[Text block]
# when does the puppy bark go away?



## Lucy Dog

there has to be other threads about this on the board discussed in the past, but I can't find anything. Plus the search engine didnt come up with anything in the last 3 months...

my questions is, when does the puppy bark go away and the deep adult bark start? my puppy is about 5.5 months and still has the same bark as the day i got her. Any idea when i can expect a deeper bark?


----------



## VectorSketcher

I am thinking that Riddick's (my gsd) bark didn't get deeper until he was almost one. However, he is 3 yrs now, and when he is playing around I still hear his little puppy bark, but when he feels he needs to tell me there is someone at my door out comes his big deep bark.


----------



## BlackGSD

Siren never did have a "puppy bark" she has had a very deep bark since she was 8 weeks old. It was hard to believe that THAT voice came out of that little body.


----------



## AbbyK9

My girl Abby will be six years old in a couple of months and I have never heard a "deep" adult bark coming from her. Instead, she has this yippy little play bark that sounds like a very young dog - or a very large Chihuahua. She throws her head back and YIP YIP YIP. I've had many people ask me, "Which dog is barking?" on hearing her, because they just can't believe a GSD would make that sounds ....


----------



## Susan and Dacota

I think Dacota first developed her adult voice around 8 months, but she doesn't use it all the time- mostly when she is warning me about something, or the like. Otherwise it is a puppy-ish bark, or a "I'm not gonna do this, well maybe I will' type of "voice".

Point labeling dataset excerpts:
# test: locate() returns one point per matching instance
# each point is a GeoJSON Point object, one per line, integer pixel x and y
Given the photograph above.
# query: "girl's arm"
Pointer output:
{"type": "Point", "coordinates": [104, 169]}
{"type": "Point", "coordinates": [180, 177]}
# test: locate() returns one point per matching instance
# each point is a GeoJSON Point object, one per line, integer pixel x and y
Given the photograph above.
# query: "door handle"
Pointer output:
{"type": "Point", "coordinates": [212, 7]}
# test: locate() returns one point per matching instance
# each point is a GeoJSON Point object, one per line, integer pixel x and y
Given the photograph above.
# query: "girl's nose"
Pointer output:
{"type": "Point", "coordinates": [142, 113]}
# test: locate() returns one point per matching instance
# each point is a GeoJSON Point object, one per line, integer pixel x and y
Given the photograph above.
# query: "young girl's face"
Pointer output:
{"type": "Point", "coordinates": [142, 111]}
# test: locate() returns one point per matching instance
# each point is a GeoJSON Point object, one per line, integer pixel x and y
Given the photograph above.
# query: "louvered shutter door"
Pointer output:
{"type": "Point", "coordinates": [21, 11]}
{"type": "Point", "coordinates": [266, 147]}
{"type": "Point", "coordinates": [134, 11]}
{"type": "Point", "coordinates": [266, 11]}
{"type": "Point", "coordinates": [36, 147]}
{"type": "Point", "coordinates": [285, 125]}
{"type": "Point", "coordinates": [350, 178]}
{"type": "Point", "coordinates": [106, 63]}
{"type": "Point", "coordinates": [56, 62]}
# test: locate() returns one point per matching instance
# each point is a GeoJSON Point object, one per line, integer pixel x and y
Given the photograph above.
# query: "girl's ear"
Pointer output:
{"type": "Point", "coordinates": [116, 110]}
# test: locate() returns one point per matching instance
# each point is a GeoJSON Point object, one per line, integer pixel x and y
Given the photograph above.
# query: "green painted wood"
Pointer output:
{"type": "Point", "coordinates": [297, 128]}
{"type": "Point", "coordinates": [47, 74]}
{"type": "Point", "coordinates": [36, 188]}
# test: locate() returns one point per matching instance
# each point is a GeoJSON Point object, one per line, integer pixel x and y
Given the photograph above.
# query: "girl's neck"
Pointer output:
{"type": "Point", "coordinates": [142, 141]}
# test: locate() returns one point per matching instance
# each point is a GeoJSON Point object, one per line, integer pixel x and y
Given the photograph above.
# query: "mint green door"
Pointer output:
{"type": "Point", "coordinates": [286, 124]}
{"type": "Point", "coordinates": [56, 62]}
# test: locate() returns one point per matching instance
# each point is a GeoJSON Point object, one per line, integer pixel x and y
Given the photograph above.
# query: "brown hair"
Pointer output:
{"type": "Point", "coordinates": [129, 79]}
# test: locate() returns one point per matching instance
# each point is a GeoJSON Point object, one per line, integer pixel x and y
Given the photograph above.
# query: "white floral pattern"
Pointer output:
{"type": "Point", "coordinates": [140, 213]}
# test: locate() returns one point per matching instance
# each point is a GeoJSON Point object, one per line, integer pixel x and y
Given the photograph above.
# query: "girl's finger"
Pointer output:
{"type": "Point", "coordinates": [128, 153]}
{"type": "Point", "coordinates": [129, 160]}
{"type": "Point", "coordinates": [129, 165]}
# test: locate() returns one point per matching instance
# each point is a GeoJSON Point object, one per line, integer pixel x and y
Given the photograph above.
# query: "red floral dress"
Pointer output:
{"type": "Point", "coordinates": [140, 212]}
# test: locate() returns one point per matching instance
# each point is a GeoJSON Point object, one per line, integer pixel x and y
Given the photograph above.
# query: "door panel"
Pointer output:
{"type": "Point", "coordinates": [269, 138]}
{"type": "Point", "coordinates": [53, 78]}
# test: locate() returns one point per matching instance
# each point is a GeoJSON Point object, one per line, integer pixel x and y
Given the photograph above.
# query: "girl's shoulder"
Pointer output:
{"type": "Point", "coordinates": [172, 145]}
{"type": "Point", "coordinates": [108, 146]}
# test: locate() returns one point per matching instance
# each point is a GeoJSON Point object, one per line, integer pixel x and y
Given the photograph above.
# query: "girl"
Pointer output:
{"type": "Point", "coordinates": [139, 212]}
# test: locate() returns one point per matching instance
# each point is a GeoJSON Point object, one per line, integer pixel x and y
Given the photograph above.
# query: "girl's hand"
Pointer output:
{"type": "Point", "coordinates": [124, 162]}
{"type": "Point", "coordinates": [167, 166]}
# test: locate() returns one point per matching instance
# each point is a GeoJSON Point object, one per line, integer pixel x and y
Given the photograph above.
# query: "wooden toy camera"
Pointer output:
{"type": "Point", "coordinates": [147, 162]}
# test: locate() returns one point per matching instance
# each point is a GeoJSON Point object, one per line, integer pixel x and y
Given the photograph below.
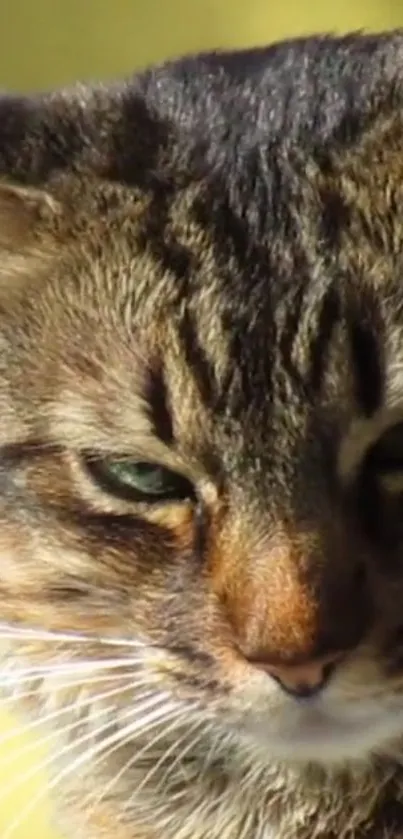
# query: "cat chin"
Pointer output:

[Parts of the exercise]
A) In the thread about puppy barks, at about what age did Dacota first develop her adult voice?
B) Carry on the thread about puppy barks from the end of its last reply.
The listing is separate material, unrelated to the thread about puppy barks.

[Task-by-task outputs]
A) Around 8 months.

B)
----------



## mastercabman

You guys are lucky,when OLIVER barks,the whole house shakes!


----------



## Emoore

Cash is over a year and still has the puppy bark when he's playing or "talking" to me. The only time he has a big boy bark is when someone comes to the door or is on the property.


----------



## littledmc17

Brady still has the puppy bark especially when he is playing or wants something (call it the whiny beatch bark) 
When the big boy bark comes out It usually startles me


----------



## hockeytown

Tripp is 4.5 months and I notice his bark deepening already! It definitely depends on the situation though when it comes out; protecting his territory when he sees people or dogs getting too close vs. he's just playing around.


----------



## Maryn

> Originally Posted By: BlackGSDSiren never did have a "puppy bark" she has had a very deep bark since she was 8 weeks old. It was hard to believe that THAT voice came out of that little body.


Same for Reich! It was amazing really lol

She's always had a big girl bark...but Sieg has a puppy bark. It cracks me up...he barks at her all assertive and 'commanding'..but it isn't nearly as intimidating to hear as he'd hope.


----------



## JKlatsky

I've found there is a big difference in barks depending on situation. I only get big woofs from my guys in situations where they are not 100% comfortable or are feeling defensive. Walking at night unexpected strangers will get a deep woof. Barking around the house when playing is high pitched and yippy. 

We were concerned for awhile when my guy was smaller and training for Schutzhund that he wouldn't really bark, everything was sort of a whiny scream in the foundation work. We had to start working him in more defense to get a good solid bark.

A really deep bark in a puppy (from what I have heard and understand, disclaimer: not an expert!) tends to be a defensive bark and is used to warn things away.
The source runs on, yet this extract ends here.